## PROBLEM DETAILS
In the article on pregnancy and parental leave laws, why does a birth mother with a routine childbirth get only six to four weeks of FMLA leave for bonding, while an eligible nonbirth parent can take up to 12? Answer in one to three sentences.
··· PASSAGE PROVIDED
By Marjory Robertson, Esq., AVP and Senior Counsel, Sun Life U.S.

Employers and employees face a daunting task when it comes to planning for leave related to pregnancy, childbirth, and bonding with a new child. Many disability laws and policies may apply that provide paid leave, unpaid leave, and/or paid benefits for disability during pregnancy, disability to recover from childbirth, and/or bonding that vary by state and, in some cases, by city and county.

Federal Laws

Since 1993, the federal Family and Medical Leave Act (FMLA) has guaranteed both parents of a newborn child essentially equal time off after the child’s birth. Under the FMLA, each eligible employee is provided with up to 12 weeks of job-protected unpaid leave per benefit year for an employee’s serious health condition, to bond with a new child, or to care for a child with a serious health condition. Women who experience a so-called “routine” pregnancy typically take leave to recover from childbirth and can then take the remainder of their 12 weeks to bond with their new child(ren).

Most medical professionals agree that the standard period of time needed to recover from a routine childbirth (i.e., one without complications) is six weeks for a vaginal birth and eight weeks for a Caesarean delivery, which results in a split of six to eight weeks for the employee’s own serious health condition and six to four weeks for bonding. Eligible nonbirth parents can take up to 12 weeks to bond with their new children.

Under the Americans with Disabilities Act (ADA), some birth mothers may be entitled to take even more unpaid leave for reasons related to pregnancy or childbirth. While a routine pregnancy is not considered a disability under the ADA, complications before or after childbirth may qualify as a disabling condition, and case law has clearly established that job-protected leave can be a reasonable accommodation under the ADA.
······
··· INFORMATION SHOWN
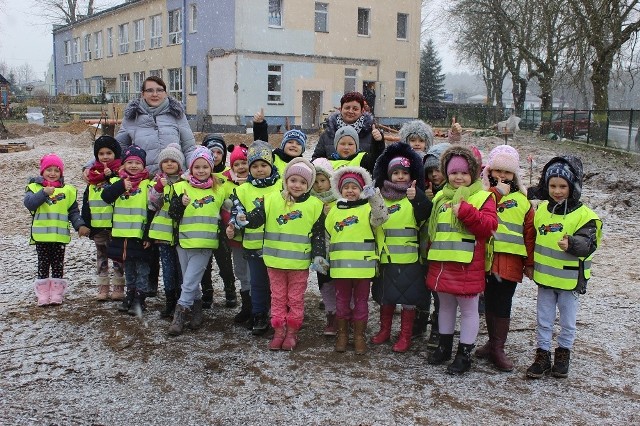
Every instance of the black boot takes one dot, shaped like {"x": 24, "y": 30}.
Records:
{"x": 443, "y": 351}
{"x": 561, "y": 360}
{"x": 245, "y": 311}
{"x": 541, "y": 365}
{"x": 462, "y": 362}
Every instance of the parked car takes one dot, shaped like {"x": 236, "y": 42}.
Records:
{"x": 568, "y": 124}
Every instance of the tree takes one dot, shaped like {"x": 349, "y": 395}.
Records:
{"x": 431, "y": 76}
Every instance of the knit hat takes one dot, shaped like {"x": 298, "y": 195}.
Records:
······
## WRITTEN RESPONSE
The FMLA allows up to 12 weeks of job-protected leave per benefit year, and a birth mother first uses part of it to recover from childbirth as her own serious health condition. Recovery from a routine birth is generally six weeks for a vaginal birth and eight for a Caesarean delivery, so only six to four weeks remain for bonding. A nonbirth parent has no recovery period to take out of the 12 weeks.